====== Page text ======
At its annual General Assembly in Moscow, the WMA emphasised that everyone has the right to determine their own gender and that gender incongruence is not in itself a mental disorder. Delegates from almost 60 national medical associations agreed that every effort should be made to make individualised, multi-professional, interdisciplinary and affordable transgender healthcare available to all people who experience gender incongruence. They approved guidelines explicitly rejecting any form of coercive treatment or forced behaviour modification and said that transgender healthcare aims to enable transgender people to have the best possible quality of life.
The guidelines were proposed by the German Medical Association, which said they acknowledged the inequities faced by the transgender community and the crucial role played by physicians in advising transgender people and their families about treatment.
Delegates said they were aware of the cultural sensitivities in some parts of the world about this issue, but also said it was important for the WMA to stress that cultural, political or religious considerations must not take precedence over the rights, health and well-being of transgender people.
WMA President, Sir Michael Marmot, said: “We condemn all forms of discrimination, stigmatisation and violence against transgender people and want to see appropriate legal measures to protect their equal civil rights. And as role models, physicians should use their medical knowledge to combat prejudice in this respect. We would like national medical associations to take action to identify and combat barriers to care.
“It is important that there is appropriate expert training for physicians at all stages of their career to enable them to recognise and avoid discriminatory practices, and to provide appropriate and sensitive transgender healthcare.”
The WMA represents more than ten million physicians around the world.
====== Record extracts ======
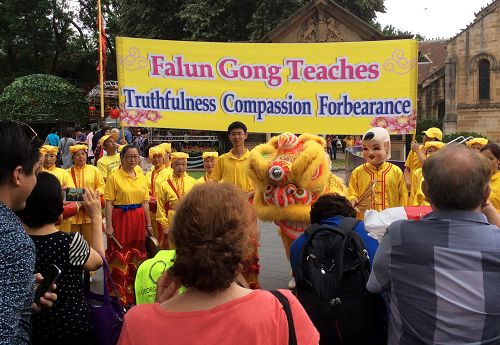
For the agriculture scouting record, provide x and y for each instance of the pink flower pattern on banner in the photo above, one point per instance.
(396, 124)
(137, 117)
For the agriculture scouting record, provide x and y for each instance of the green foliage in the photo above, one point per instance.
(449, 137)
(43, 97)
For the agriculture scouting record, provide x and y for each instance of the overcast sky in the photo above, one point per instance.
(431, 18)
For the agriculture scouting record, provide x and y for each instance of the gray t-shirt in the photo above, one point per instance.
(442, 275)
(17, 264)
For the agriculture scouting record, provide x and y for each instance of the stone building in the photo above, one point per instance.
(468, 80)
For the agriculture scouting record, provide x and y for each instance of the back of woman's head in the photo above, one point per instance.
(212, 227)
(45, 203)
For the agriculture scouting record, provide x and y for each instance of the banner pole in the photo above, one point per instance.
(101, 67)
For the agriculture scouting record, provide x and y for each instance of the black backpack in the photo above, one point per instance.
(331, 279)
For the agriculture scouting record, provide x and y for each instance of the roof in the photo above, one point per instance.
(365, 30)
(435, 51)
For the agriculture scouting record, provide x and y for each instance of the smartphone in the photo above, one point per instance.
(74, 194)
(49, 278)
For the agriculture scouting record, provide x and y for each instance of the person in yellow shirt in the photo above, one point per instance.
(417, 196)
(390, 188)
(417, 156)
(127, 220)
(171, 191)
(106, 164)
(49, 165)
(209, 160)
(155, 178)
(231, 167)
(87, 176)
(492, 152)
(477, 143)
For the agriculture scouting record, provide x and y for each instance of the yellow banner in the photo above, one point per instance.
(329, 88)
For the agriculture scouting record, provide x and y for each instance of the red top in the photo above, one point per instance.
(257, 318)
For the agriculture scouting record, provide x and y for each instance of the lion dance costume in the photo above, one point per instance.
(289, 174)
======
Task directions - Can you reproduce, word for word, the part of the WMA statement on transgender healthcare above starting at "Delegates said they" and ending at "barriers to care."?

Solution below -
Delegates said they were aware of the cultural sensitivities in some parts of the world about this issue, but also said it was important for the WMA to stress that cultural, political or religious considerations must not take precedence over the rights, health and well-being of transgender people.
WMA President, Sir Michael Marmot, said: “We condemn all forms of discrimination, stigmatisation and violence against transgender people and want to see appropriate legal measures to protect their equal civil rights. And as role models, physicians should use their medical knowledge to combat prejudice in this respect. We would like national medical associations to take action to identify and combat barriers to care.